**PROMPT:**
A word-for-word restatement of every entry is what is needed here.
Segment Open
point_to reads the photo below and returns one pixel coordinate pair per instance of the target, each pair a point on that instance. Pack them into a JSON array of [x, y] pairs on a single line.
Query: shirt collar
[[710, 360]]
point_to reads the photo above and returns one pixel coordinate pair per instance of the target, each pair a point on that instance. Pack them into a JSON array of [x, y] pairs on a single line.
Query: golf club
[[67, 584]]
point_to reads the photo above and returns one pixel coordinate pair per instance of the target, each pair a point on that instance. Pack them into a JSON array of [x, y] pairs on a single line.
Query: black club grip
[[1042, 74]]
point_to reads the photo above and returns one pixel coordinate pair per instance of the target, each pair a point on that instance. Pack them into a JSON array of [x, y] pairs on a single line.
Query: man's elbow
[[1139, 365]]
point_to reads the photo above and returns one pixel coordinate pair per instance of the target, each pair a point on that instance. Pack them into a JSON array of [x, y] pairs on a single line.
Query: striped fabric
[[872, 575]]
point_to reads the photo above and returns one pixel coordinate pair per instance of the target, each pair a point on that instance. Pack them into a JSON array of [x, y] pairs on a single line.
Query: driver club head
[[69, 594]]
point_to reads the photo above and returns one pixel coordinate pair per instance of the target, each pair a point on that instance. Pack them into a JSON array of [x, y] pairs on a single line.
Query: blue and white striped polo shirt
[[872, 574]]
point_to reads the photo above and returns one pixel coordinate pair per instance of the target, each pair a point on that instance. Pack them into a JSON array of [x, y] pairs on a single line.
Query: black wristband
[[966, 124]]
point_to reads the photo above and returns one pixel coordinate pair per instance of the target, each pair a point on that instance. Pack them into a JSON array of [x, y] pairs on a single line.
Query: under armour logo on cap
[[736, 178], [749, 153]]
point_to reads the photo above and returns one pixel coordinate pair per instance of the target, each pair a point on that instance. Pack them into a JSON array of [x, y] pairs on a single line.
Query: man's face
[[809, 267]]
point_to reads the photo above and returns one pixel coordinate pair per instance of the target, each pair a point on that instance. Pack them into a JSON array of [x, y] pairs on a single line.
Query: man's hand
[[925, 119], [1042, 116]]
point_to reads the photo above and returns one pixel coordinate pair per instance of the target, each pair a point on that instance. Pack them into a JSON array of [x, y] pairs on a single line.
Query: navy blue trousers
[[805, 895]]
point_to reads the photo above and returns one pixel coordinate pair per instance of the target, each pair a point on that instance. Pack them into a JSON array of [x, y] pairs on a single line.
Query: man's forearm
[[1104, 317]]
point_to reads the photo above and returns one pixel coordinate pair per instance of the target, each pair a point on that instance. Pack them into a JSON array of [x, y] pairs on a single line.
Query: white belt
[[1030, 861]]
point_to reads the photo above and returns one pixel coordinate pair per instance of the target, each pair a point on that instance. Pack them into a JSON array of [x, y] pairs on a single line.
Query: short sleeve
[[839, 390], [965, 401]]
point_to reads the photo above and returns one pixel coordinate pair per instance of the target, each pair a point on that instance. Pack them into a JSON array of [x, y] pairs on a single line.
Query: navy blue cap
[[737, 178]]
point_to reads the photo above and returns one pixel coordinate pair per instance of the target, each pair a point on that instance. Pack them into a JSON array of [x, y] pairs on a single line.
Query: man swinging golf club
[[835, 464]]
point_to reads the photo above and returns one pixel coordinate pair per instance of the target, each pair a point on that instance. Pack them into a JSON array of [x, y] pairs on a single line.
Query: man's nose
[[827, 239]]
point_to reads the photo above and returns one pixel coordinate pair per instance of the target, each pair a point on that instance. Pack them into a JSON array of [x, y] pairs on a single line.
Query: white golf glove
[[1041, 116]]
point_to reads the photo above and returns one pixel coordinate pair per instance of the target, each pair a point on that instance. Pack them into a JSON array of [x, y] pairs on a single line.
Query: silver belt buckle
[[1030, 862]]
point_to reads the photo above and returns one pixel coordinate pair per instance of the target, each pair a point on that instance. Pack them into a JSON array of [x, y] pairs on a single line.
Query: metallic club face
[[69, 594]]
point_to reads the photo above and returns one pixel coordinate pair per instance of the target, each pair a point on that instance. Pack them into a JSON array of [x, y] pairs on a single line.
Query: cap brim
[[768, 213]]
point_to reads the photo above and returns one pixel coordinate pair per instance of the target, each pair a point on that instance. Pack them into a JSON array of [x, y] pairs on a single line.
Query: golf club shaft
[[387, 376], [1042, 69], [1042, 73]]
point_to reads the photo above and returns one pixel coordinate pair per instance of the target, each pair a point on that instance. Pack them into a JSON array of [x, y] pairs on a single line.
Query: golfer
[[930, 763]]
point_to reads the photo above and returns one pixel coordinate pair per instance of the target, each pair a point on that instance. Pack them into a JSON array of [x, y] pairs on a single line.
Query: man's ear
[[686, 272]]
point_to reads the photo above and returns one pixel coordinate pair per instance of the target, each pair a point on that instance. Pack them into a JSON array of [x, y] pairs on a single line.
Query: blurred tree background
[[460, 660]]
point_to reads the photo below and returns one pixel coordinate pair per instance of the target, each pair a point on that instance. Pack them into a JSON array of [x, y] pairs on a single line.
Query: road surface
Segment Closed
**SOLVED EXERCISE:**
point_to reads the photo below and returns one pixel coordinate pair per instance of the target, each pair a point on that instance. Pack them into a JSON array of [x, y] pairs on a single line.
Query: shirt collar
[[710, 360]]
point_to reads the photo above and returns one pixel coordinate pair per instance of the target, each pair a point on that instance. Pack them into a JSON array of [x, y] pairs on a single line.
Query: golf club
[[67, 584]]
point_to reads the photo above and returns one pixel coordinate pair per instance of the target, each pair a point on that instance. Pack them into a JSON array of [x, y] pairs on a single line.
Query: black club grip
[[1042, 74]]
point_to reads the photo above and returns one pixel coordinate pair per instance of the target, each pair a point on that instance. Pack them into a JSON array of [x, y] pairs on a single line.
Query: man's elbow
[[1139, 365]]
point_to reads the photo above and returns one pixel coordinate pair per instance of the target, each pair a point on that instance. Pack them into a JSON array of [x, y] pairs on a single line.
Query: striped fabric
[[872, 575]]
point_to reads the photo above and returns one pixel coordinate pair per instance of the target, each pair a point on that instance. Pack them into a JSON array of [x, y] pairs on a single line.
Query: driver club head
[[69, 594]]
point_to reads the photo above and returns one pixel coordinate pair per instance of the target, each pair a point on that instance. Pack them into a JSON array of [x, y] pairs on a single line.
Query: blue and white striped polo shirt
[[872, 574]]
point_to reads the photo above and returns one pixel coordinate pair per instance of the target, each pair a point on that instance. Pack them into a JSON array of [x, y] pairs on a single line.
Query: black wristband
[[966, 124]]
point_to reads the photo above and returns one pixel coordinate pair per instance of the target, each pair a point on that instance. Pack them into a JSON array of [x, y] pairs on a single line.
Query: under armour logo on cap
[[736, 178], [749, 153]]
point_to reads the photo above and returns one pixel coordinate pair per instance of the target, each pair a point on that instance. Pack them into a JSON array of [x, y] pairs on a single line.
Query: man's face
[[809, 267]]
point_to reads the photo above and returns one pixel coordinate pair per instance of the target, each pair a point on that instance. Pack them into a JSON array of [x, y] pairs on a single line.
Query: man's hand
[[925, 119], [1042, 116]]
point_to reads the photo above and returns one pixel coordinate pair per instance of the target, each pair a point on that instance. Pack them into a JSON array of [x, y] pairs on a single line.
Query: navy blue trousers
[[805, 895]]
point_to reads the photo above and returns one pixel coordinate pair per instance of the target, each pair a point on that instance. Pack them into a JSON array of [x, y] pairs on a single line.
Query: man's forearm
[[1104, 317]]
point_to reads the photo above and returns one pixel coordinate pair per instance of the target, each pair a point on that instance. Pack them into a JSON array of [x, y] pairs on a single line.
Query: white belt
[[1030, 861]]
point_to reads the photo above and returns one pixel coordinate pair per instance of the target, each pair a point on that instance. Pack them into a JSON array of [x, y] pairs on a single line.
Query: short sleeve
[[839, 390], [965, 401]]
point_to reads the photo above and returns one pixel coordinate pair per instance of the target, each pair a point on that instance. Pack them into a JSON array of [x, y] pairs on a single line.
Query: navy blue cap
[[737, 178]]
point_to reads the photo above and returns one pixel coordinate pair per instance of the target, each pair a point on that instance. Pack them into a JSON array of [x, y] pairs on a single line.
Query: man swinging golf club
[[835, 464]]
point_to reads the photo above and returns one pixel coordinate pair per instance of the target, each pair a point on that instance. Pack them into a JSON array of [x, y] pairs on a single line.
Query: man's nose
[[827, 239]]
point_to reads the photo above and returns one pixel coordinate pair per instance of the target, each pair a point on that instance. Pack them into a JSON array of [x, y] pairs on a single line.
Query: white golf glove
[[1041, 116]]
point_to reads the photo above and returns one pixel coordinate pair per instance of the target, each pair a point on that instance. Pack them into a JSON array of [x, y] pairs on a single line.
Query: silver belt buckle
[[1030, 862]]
point_to reads the photo above and returns one pixel coordinate pair per instance of the target, each pair a point on that instance. Pack them into a JSON array of [x, y] pairs on a single line.
Query: metallic club face
[[69, 594]]
point_to reads the photo above and returns one pixel coordinate pair per instance of the target, each pair a point on that instance. Pack them into a JSON array of [x, y] pairs on a single line.
Query: cap brim
[[768, 213]]
point_to reads the photo above and returns one pixel coordinate pair per instance of the target, each pair a point on that instance. Pack them into a JSON array of [x, y] pairs on a single line.
Query: golf club shaft
[[387, 376], [1042, 69], [1042, 73]]
point_to reads the photo above and returns one pixel coordinate pair per instance of the target, each pair a point on that instance. Pack them into a JSON array of [x, y] pairs on a single line.
Query: golfer
[[930, 763]]
point_to reads the photo above and returns one pixel coordinate pair per instance of the target, each pair a point on that instance. Pack them into a JSON array of [x, y] pairs on a single line.
Query: man's ear
[[686, 272]]
point_to reads the photo above and returns one pixel coordinate pair per instance of the target, each pair a point on that instance. Pack them into a JSON array of [x, y] pairs on a single line.
Query: blurred tree background
[[460, 660]]
point_to reads the photo below and returns one pixel coordinate pair per instance of the target, each pair a point on that instance. Pack them into a JSON array of [x, y] pairs on a single line.
Query: road surface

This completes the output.